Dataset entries
::::::

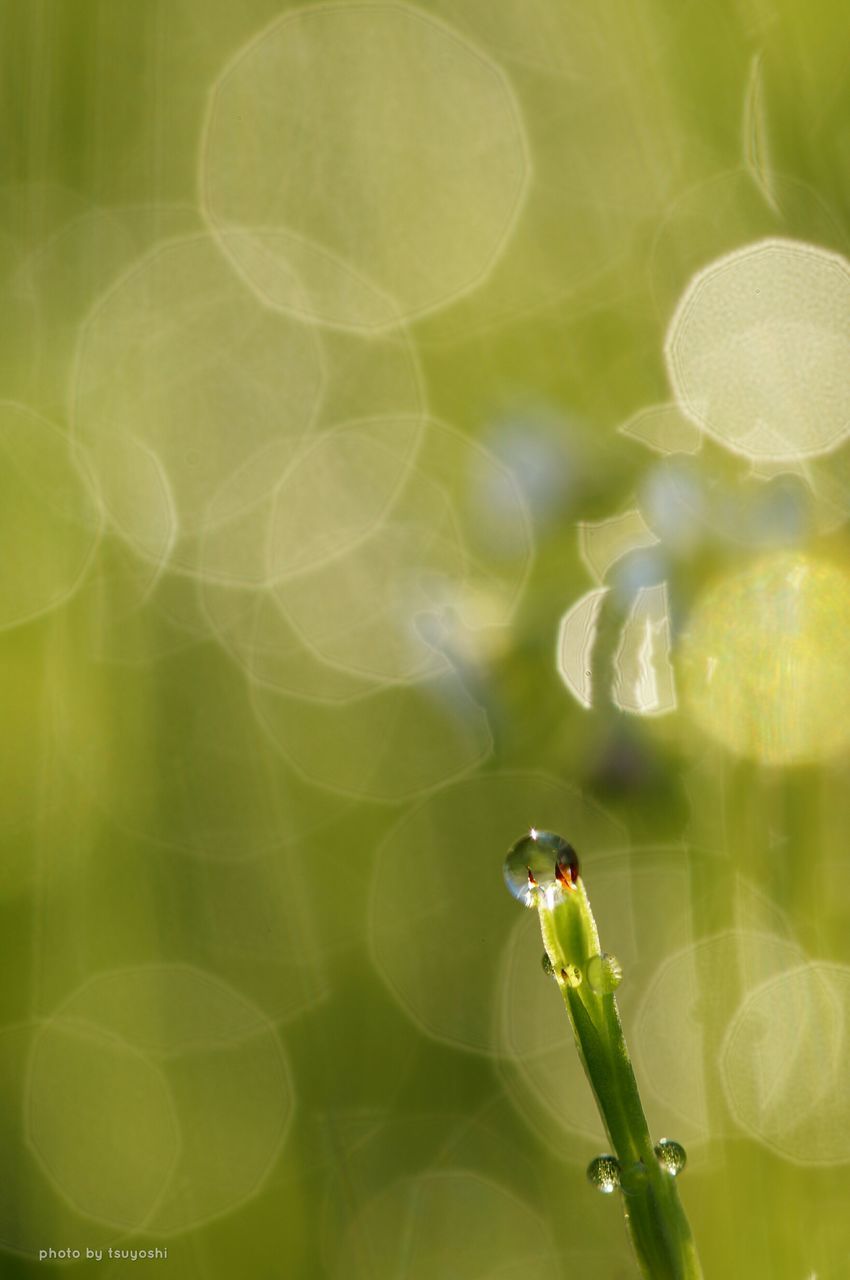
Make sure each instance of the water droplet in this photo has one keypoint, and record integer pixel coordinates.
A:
(634, 1178)
(671, 1156)
(604, 973)
(539, 860)
(603, 1173)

::::::

- **Work request**:
What is needed is a word-for-word copy of the data above, free of any images.

- **Your response**:
Make sure each instance of the water droplet in this photo has one keypoint, and record integer pixel coordinates.
A:
(634, 1178)
(671, 1156)
(604, 973)
(539, 860)
(603, 1173)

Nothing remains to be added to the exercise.